*TEXT PROVIDED*.
Bravo Anonymous Donor! Ms. Katzowitz Shenfield: Advise her about the other 48 states and our District.

Monday, August 02, 2004

"Great Expectations" and the need to Create Value in one's artwork.

By (and printed here with the permission of) Malik Lloyd, Publisher of the Find Art Information Bank.

Attending a recent seminar, "Starting Your Own Art Collection" at the Smithsonian's Anacostia Museum and watching the film version of Charles Dickens' classic novel "Great Expectations" served as the impetus for this editorial. They got me thinking how the latest buzzword of "creating value" actually translates to an artist.

Serious collectors are spending inconceivable amounts of money on art. In 2003, the late Jean-Michel Basquiat's painting Profit I sold for a hefty $5 million at auction, placing him in an elite cadre of contemporary artists. While it is commonplace for Impressionist paintings to command tens of millions in today's market, the irony is most people did not think that they were worth the canvas on which they were painted during their day. It begs the larger question, how is value determined? In addition, who determines it? Artists? Collectors? How do art critics and curators fit into the equation?

*TASK DIRECTIONS*. According to the editorial, what price did Jean-Michel Basquiat's painting Profit I sell for at auction in 2003? The lines have no connection to the editorial.

*DATA EXCERPTS*.
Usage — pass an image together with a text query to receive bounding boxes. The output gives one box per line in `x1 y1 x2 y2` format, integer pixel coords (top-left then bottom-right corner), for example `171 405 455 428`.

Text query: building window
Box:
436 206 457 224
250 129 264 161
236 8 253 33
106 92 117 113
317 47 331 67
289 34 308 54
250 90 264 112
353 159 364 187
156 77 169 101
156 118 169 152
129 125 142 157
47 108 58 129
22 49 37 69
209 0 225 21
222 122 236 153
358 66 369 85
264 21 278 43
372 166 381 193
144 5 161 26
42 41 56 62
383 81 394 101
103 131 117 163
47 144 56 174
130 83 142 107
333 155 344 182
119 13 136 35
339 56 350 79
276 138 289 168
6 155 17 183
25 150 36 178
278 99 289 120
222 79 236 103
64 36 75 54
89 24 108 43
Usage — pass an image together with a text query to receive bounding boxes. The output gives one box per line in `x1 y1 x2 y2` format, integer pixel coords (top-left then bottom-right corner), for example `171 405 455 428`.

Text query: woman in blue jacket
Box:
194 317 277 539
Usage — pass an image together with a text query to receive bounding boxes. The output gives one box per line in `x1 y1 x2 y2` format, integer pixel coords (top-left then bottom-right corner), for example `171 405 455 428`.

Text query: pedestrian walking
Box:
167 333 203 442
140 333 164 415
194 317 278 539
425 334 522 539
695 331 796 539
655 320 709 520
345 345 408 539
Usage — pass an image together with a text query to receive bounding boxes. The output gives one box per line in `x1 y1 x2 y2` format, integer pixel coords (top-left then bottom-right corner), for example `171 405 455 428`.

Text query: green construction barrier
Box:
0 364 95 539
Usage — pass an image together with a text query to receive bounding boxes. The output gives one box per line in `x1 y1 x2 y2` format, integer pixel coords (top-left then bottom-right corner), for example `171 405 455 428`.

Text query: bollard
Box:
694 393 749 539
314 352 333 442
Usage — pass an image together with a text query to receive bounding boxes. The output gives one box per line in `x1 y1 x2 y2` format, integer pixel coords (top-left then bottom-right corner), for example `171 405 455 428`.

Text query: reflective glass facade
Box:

*PROBLEM SOLUTION*. $5 million.